Reproduce the data below exactly as written. Pictures do not belong in the copy.

--------------------------------------------------

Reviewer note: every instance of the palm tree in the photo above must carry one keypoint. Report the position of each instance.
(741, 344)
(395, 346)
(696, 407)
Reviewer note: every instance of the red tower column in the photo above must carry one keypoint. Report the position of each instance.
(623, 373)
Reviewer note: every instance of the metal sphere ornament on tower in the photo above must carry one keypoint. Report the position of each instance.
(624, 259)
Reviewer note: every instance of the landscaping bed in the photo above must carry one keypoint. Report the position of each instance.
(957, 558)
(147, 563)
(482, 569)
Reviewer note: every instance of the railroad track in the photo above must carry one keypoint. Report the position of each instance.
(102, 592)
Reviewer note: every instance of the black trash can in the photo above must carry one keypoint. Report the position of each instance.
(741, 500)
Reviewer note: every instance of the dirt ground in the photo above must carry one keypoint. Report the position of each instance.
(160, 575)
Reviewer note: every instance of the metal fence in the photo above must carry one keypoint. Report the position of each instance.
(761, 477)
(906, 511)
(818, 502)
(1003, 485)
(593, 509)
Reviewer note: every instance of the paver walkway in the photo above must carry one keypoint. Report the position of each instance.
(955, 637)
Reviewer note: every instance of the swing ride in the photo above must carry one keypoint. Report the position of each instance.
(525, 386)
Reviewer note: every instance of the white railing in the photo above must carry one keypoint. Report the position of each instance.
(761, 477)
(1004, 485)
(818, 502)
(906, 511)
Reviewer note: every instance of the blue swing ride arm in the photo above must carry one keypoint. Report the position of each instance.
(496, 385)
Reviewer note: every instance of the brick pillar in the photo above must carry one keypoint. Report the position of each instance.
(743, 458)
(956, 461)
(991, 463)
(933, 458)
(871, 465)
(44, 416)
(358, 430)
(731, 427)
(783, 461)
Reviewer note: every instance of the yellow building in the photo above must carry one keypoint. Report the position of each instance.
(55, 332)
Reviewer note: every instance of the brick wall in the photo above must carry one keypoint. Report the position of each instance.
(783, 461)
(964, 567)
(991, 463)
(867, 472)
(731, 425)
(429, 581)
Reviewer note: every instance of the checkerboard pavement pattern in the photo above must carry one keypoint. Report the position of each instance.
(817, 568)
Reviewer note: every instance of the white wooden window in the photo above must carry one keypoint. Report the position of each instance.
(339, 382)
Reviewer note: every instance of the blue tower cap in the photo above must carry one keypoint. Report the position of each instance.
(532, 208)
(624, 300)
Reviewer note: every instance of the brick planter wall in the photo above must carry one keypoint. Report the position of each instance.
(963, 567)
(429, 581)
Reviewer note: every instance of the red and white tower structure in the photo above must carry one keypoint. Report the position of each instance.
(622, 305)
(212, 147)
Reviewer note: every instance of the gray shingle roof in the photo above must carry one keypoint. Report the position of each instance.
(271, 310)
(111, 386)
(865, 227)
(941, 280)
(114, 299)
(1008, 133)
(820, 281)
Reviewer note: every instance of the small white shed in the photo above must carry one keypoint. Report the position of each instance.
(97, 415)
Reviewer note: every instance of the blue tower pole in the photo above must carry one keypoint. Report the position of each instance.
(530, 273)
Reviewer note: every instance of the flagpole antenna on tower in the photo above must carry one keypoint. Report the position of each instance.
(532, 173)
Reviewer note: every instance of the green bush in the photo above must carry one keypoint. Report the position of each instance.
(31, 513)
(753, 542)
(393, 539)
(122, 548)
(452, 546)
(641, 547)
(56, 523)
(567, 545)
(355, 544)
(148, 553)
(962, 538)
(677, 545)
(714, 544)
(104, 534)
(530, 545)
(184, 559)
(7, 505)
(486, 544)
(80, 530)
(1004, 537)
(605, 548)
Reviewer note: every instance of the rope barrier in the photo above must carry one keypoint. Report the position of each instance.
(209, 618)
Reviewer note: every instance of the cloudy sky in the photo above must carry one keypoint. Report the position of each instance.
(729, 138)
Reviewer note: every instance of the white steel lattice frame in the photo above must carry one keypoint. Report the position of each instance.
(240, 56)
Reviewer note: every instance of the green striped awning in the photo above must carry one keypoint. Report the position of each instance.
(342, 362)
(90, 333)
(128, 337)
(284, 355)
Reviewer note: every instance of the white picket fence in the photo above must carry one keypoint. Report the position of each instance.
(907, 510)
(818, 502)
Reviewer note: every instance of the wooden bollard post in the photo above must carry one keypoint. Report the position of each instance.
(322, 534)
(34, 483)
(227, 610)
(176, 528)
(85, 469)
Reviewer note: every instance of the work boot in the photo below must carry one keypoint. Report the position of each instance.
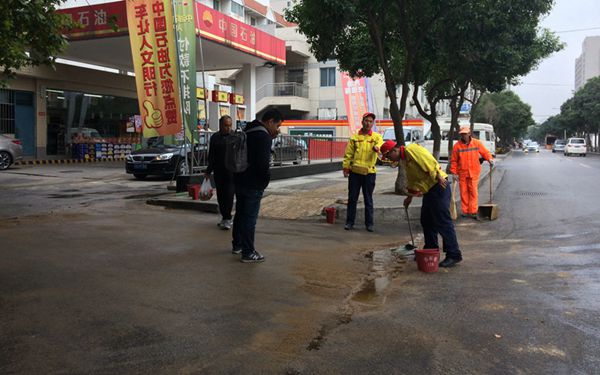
(449, 262)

--------------------------------------------------

_ANSWER TO THE PROBLEM_
Reviewer note: every instance of the palm tree in the photo above must carry one keypoint. Report the position of each instance.
(741, 344)
(395, 346)
(696, 407)
Reviewer note: every instance of the red tower column in the photo above must carry one keypoint. Report the position of each instance.
(623, 373)
Reviewer note: every instance of the metal sphere ornament on tower in the photo above must carry one keypoint. Report the position of each instance.
(624, 259)
Reviewer note: every instance of the landscaping bed in the photo above must carry one keypoint. Report the position of each instance.
(957, 558)
(147, 563)
(482, 569)
Reviewer note: every instance of the railroad track in the photo above must carry one keypoint. Report the position of each instance.
(102, 592)
Reviewer note: every instance of the black trash can in the photo above must carry one keypoint. Report the position of each instance.
(741, 500)
Reviewer note: every instance of the dirt ground in the photo above must carry one keypoint. Report the position of each instance.
(160, 575)
Reviewer note: every instance of the metal fence in the photo above must carry one keypoint. Report the position of each instance.
(761, 477)
(906, 511)
(818, 502)
(1003, 485)
(593, 509)
Reviewer note: every instance of the paver walkway in the photo above must carry one keypoint. Report the position of each instance.
(955, 637)
Reviewer note: every instance of the swing ride in the photo above must carry one keypoint. Report the position of each instance.
(525, 386)
Reviewer note: every instance of the white railing in the photo above must carry one keypoint. Report the position of each instance.
(761, 477)
(1004, 485)
(818, 502)
(906, 511)
Reviewer note: every instance of the blue swing ride arm in the photo above must carry one keypoint. Report the position of each instance.
(496, 385)
Reviewer note: every instance of the brick pillar in the photo above must carry one keypoint. Report the position of each instance.
(743, 458)
(956, 461)
(991, 463)
(933, 458)
(871, 465)
(44, 416)
(358, 430)
(731, 427)
(783, 461)
Reviewer note: every instance of the yellow building in the photo above must carry one keypoint. Report the position of each instance.
(55, 332)
Reviewer note: every instance of the brick wall in the photo above must carry one keypoint. Report the position of each instance.
(783, 461)
(964, 567)
(991, 463)
(867, 472)
(731, 425)
(429, 581)
Reviewer note: every instance of the checkerboard pavement pattern in the photo above must carry one keypoint. Report the position of each instance.
(817, 568)
Reviewer note: every instance of the white wooden window in the photo above must carry one keypoint. Report the position of each instance.
(339, 382)
Reviewer note: every instance of the blue tower cap in the photo above must carry one keypoint. Report the position of each instance.
(532, 208)
(624, 300)
Reviewer note: every instance of the brick planter wall in the photo above must carry one keypoint. Report the position of each instance.
(963, 567)
(429, 581)
Reviewer note: every instance of the red and white tower structure in the photo above must carry one keypoint. Report the position of each instance.
(622, 305)
(212, 147)
Reviewer note: every instance of the gray shingle roof in the photo above must carry one keypoint. Report the position of each instance.
(271, 310)
(111, 386)
(865, 227)
(941, 280)
(114, 299)
(1008, 133)
(820, 281)
Reviewer note: every instance of the small white shed in the photo above must carry one keypoint. Report the position of each instance.
(97, 415)
Reviewer note: every instance of the blue tower pole in the photo above must carry one keypoint. Report the position of each instance.
(530, 273)
Reviewer note: every instance of the flagpole antenna on tower in the photo above must carry one keypoint. Report the position of each instance.
(532, 173)
Reviewer note: every instance of the green bush in the photo above must carry one keypoint. Report the position of each instance.
(31, 513)
(753, 542)
(393, 539)
(122, 548)
(452, 546)
(641, 547)
(56, 523)
(567, 545)
(355, 544)
(148, 553)
(962, 538)
(677, 545)
(714, 544)
(104, 534)
(530, 545)
(184, 559)
(7, 505)
(486, 544)
(80, 530)
(1004, 537)
(605, 548)
Reviewer note: every instance of the rope barrier in the photo above must carry one keypoint. Report the position of each instance.
(209, 618)
Reviewer note: every instance of the cloudy sky in the photo above must carry one keypoint. Report the position of each instance.
(729, 138)
Reviewer note: every instance of the white steel lattice frame in the photo above must carry one keypoint. Report the position of each instance.
(240, 56)
Reviewer note: every instance of the green striped awning in the photo above must carry one keypoint. Report the position of each instance.
(342, 362)
(90, 333)
(128, 337)
(284, 355)
Reviewer note: every instance of the white picket fence in the photo above must carry one keypoint. Report the position of each instance.
(907, 510)
(818, 502)
Reviewer note: every instance of the wooden bollard post in the photo above must carry one keypoint. Report the position of each instance.
(322, 534)
(34, 483)
(227, 610)
(176, 528)
(85, 469)
Reviewer note: every instance of the work boot in the photo below must carry one keypoint. Report the position of each instance.
(449, 262)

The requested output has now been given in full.